++++ TASK DATA ++++

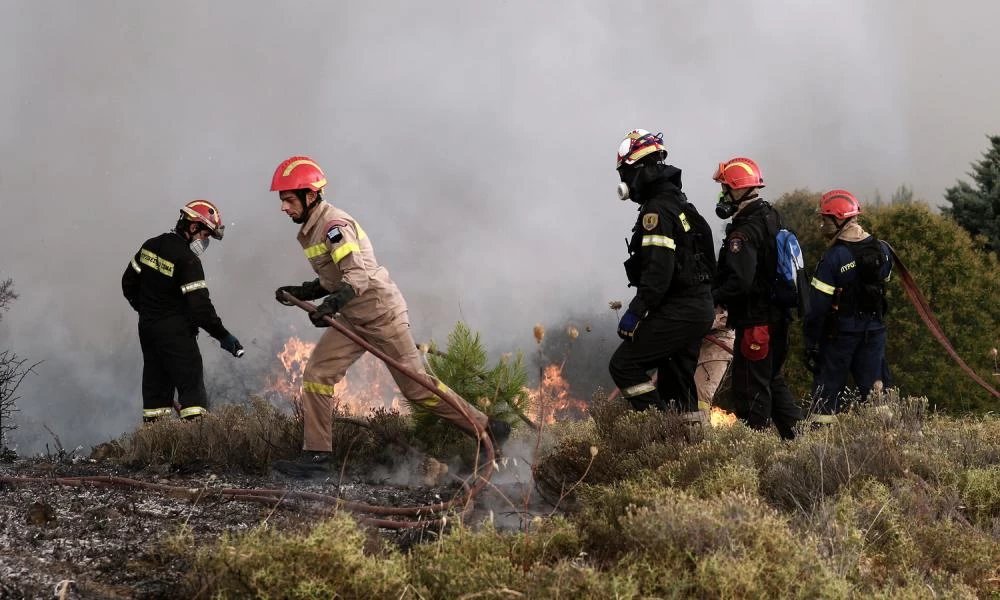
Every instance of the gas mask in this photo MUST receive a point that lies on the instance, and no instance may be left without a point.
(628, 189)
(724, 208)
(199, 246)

++++
++++ TASK DATA ++++

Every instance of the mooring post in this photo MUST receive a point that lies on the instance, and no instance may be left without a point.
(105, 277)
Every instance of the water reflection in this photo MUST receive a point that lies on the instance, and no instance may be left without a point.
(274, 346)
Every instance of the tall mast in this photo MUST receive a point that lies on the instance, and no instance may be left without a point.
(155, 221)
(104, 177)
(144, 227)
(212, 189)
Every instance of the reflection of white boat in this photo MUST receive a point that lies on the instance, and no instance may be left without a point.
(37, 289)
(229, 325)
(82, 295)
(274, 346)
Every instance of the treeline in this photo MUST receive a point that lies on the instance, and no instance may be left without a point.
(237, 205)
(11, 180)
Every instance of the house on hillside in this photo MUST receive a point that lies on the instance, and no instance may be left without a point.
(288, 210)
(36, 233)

++++

How many lines in the items above contain the string "reflection", with case counting? Reply with the number alone.

= EXERCISE OUTPUT =
2